Dataset rows
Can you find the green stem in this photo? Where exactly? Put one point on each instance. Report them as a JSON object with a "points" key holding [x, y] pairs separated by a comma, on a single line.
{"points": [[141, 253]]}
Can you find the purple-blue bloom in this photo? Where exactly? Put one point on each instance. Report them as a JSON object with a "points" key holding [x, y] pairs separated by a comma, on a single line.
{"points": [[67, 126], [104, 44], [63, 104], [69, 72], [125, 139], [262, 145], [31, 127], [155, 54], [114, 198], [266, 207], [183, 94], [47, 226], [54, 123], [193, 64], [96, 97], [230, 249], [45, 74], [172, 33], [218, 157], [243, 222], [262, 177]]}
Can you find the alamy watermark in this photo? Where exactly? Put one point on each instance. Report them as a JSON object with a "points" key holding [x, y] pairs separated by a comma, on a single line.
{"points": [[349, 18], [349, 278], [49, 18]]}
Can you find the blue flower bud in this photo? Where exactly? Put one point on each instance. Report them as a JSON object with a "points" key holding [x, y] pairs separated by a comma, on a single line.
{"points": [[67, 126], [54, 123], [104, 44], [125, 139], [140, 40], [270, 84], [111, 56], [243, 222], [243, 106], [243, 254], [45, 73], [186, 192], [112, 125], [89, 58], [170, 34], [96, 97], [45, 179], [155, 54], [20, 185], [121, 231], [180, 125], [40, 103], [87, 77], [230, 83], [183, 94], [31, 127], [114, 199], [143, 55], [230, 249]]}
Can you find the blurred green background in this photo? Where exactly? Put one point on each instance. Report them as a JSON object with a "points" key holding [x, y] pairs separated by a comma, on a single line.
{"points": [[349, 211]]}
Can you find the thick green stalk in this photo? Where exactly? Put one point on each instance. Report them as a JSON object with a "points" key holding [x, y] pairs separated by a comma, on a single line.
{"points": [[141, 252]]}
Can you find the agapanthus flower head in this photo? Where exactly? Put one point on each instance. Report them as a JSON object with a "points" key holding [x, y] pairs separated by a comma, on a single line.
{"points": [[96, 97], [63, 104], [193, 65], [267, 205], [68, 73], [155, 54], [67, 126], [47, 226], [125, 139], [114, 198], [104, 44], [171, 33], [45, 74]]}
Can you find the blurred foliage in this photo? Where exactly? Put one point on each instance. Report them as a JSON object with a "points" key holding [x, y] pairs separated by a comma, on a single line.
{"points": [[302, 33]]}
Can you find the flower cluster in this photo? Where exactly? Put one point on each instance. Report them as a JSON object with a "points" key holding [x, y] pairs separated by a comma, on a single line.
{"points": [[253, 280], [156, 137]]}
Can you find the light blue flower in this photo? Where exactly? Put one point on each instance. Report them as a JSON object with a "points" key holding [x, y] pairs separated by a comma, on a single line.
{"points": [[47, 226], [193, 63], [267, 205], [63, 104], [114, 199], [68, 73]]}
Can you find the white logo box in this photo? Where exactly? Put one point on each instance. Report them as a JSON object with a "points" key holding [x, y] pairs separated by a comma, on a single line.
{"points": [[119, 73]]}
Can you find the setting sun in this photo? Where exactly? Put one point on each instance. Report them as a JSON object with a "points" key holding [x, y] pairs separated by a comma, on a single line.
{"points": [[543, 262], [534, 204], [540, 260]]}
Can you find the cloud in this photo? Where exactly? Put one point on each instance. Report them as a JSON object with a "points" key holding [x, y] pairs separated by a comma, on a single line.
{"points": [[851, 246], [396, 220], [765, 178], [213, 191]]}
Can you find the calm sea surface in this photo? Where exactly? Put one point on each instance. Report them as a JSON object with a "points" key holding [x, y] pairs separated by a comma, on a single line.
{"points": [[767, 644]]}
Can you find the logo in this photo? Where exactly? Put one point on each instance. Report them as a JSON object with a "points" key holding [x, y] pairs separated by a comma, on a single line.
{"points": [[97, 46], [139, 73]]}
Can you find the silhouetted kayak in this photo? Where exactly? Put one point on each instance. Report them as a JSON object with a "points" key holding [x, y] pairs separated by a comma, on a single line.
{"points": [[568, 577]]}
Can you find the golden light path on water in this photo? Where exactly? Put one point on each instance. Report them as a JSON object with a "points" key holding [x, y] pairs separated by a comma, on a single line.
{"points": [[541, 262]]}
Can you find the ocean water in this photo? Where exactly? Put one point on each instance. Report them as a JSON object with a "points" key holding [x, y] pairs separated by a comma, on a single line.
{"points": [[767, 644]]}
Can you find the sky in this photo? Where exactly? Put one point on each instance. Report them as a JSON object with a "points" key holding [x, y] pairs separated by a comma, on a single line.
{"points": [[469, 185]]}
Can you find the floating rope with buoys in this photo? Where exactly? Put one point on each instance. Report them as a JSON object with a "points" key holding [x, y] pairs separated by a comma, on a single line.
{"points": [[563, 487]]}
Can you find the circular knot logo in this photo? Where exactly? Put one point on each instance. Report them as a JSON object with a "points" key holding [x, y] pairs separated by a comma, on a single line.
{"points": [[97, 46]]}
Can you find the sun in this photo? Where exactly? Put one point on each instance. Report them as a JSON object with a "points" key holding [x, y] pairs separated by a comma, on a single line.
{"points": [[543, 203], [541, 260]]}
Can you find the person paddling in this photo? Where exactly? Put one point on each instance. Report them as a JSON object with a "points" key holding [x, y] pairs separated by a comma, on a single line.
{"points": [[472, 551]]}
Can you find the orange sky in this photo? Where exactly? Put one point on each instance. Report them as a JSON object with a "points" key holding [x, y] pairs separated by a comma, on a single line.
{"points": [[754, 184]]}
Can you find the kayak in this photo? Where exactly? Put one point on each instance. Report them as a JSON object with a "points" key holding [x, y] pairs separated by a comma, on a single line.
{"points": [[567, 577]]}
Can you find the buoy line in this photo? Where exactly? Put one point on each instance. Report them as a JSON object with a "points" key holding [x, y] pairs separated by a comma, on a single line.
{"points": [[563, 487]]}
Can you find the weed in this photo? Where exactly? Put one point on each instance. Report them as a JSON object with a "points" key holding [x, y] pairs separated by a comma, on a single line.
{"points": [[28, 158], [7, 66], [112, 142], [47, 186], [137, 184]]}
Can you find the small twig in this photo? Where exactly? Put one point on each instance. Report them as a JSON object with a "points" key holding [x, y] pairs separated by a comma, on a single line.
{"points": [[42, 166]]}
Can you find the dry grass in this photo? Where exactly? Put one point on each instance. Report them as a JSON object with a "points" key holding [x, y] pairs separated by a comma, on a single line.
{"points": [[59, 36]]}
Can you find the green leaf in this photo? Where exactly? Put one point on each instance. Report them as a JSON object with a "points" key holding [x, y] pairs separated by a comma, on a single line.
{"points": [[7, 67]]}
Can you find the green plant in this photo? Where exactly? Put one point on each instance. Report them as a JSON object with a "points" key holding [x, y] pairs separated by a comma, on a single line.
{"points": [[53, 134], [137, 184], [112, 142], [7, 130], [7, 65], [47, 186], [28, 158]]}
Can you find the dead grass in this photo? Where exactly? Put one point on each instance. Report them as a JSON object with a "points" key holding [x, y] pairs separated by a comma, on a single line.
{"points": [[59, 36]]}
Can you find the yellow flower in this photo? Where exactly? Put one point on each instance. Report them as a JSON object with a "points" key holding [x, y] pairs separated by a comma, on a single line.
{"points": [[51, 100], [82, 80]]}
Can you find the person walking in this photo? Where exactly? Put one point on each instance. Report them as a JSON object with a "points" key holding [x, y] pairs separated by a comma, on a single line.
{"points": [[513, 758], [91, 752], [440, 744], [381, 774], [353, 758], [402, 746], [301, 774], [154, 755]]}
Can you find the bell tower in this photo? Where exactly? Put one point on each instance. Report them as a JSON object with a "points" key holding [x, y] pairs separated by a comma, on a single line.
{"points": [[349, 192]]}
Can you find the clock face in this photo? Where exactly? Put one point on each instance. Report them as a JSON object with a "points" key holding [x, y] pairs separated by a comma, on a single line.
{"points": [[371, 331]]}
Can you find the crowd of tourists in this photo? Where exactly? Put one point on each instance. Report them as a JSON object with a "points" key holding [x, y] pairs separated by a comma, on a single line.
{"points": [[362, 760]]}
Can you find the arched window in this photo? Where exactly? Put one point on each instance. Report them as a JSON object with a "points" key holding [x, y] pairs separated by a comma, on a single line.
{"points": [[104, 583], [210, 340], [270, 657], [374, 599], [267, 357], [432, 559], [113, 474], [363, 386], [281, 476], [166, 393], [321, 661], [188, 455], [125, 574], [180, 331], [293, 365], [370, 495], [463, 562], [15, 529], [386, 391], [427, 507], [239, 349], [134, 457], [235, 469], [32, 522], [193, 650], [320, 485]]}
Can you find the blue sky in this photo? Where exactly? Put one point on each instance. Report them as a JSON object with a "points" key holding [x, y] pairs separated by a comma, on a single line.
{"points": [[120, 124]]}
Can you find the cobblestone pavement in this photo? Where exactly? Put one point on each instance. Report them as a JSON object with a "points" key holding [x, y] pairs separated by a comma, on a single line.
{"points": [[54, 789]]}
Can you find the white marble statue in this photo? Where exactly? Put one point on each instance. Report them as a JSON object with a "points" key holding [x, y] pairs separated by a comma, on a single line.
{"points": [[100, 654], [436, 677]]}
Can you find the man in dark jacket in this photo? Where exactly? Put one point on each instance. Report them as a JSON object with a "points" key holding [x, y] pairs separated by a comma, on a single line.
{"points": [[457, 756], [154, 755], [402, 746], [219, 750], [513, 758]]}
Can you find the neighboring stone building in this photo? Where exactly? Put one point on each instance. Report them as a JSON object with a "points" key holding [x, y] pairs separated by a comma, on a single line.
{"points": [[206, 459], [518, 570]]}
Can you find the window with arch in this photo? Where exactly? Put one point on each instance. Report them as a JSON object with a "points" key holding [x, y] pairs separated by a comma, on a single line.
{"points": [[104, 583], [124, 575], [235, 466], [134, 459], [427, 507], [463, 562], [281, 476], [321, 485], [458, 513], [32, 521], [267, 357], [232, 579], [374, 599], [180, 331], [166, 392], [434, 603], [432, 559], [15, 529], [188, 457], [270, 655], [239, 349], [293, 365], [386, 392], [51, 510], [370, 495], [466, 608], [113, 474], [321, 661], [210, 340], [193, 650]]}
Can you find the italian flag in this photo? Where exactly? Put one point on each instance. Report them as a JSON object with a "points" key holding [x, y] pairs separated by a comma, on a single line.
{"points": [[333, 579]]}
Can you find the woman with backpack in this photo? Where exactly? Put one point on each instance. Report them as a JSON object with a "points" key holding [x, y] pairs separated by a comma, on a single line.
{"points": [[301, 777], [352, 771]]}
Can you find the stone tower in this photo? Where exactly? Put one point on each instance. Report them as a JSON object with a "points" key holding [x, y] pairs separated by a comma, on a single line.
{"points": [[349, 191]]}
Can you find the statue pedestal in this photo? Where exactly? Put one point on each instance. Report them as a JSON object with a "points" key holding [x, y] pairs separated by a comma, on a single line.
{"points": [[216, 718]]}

• Aim:
Quote only the lines from the line containing "Can you find the italian" through the end of the entries, keeping the first and the last.

• Task output:
Can you find the italian flag in this photo? Where exactly? Put one point on each instance. Report them as a JSON object with a "points" key holding [x, y] pairs separated by a comma, on a single line.
{"points": [[333, 579]]}
Can you find the woman with backpack in this photo? Where exactly? Put one point on each instance. Report them as a JSON object with a "points" key holding [x, y] pairs separated by a comma, on a single line.
{"points": [[301, 777], [352, 771]]}
Can you find the stone tower in this photo? Where exactly? Put one point on each instance. Report them as a JSON object with a "points" key holding [x, y] pairs separated by a comma, on a single line.
{"points": [[349, 191]]}
Can you find the statue pedestal in this photo? Where exactly? Put one point on each instance. Report them as a JSON object with a "points" key holding [x, y] pairs separated by a comma, on a single line.
{"points": [[216, 718]]}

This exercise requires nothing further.